(Position annotation data)
━━━━━━━━━━━━━━━━
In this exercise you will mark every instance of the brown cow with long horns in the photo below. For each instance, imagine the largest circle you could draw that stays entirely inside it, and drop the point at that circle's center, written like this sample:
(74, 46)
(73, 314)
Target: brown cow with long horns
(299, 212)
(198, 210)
━━━━━━━━━━━━━━━━
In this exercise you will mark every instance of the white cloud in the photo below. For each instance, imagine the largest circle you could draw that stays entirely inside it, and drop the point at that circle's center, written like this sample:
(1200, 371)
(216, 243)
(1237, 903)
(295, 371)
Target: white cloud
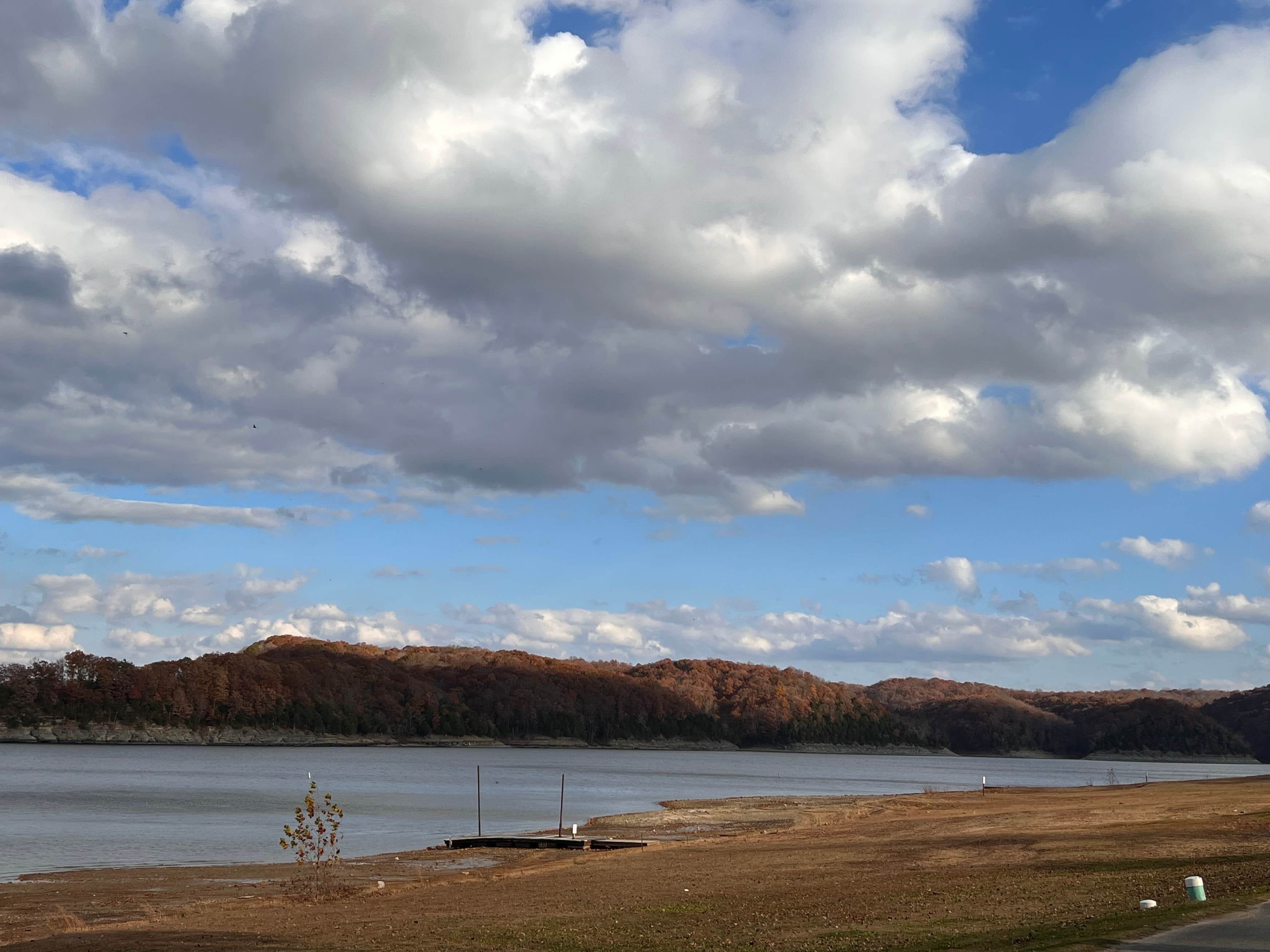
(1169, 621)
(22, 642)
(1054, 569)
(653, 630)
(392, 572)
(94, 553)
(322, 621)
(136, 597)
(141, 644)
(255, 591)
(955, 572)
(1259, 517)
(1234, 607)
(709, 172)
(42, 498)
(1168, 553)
━━━━━━━━━━━━━━━━
Convert the lines of data above into a JSON list of strings, one string per line, starting at the line that contains "In this exercise you will mark every instance of the white" and stopping after the line that contains "(1168, 553)". Skip blank lines and leave the pictures out.

FINISHED TASK>
[
  "In this exercise you will mark every instance of the white cloud in the photo below. For each instance, imagine the largest circle you could draw that stays entirely inside it, and drop the point at that circle's center, written like this sample:",
  "(1200, 371)",
  "(216, 243)",
  "(1237, 903)",
  "(295, 371)",
  "Target: white cloud",
  "(1169, 621)",
  "(22, 642)",
  "(1054, 569)",
  "(653, 630)",
  "(392, 572)",
  "(94, 553)",
  "(322, 621)",
  "(136, 597)",
  "(141, 644)",
  "(255, 591)",
  "(955, 572)",
  "(1259, 517)",
  "(1234, 607)",
  "(709, 172)",
  "(42, 498)",
  "(1168, 553)"
]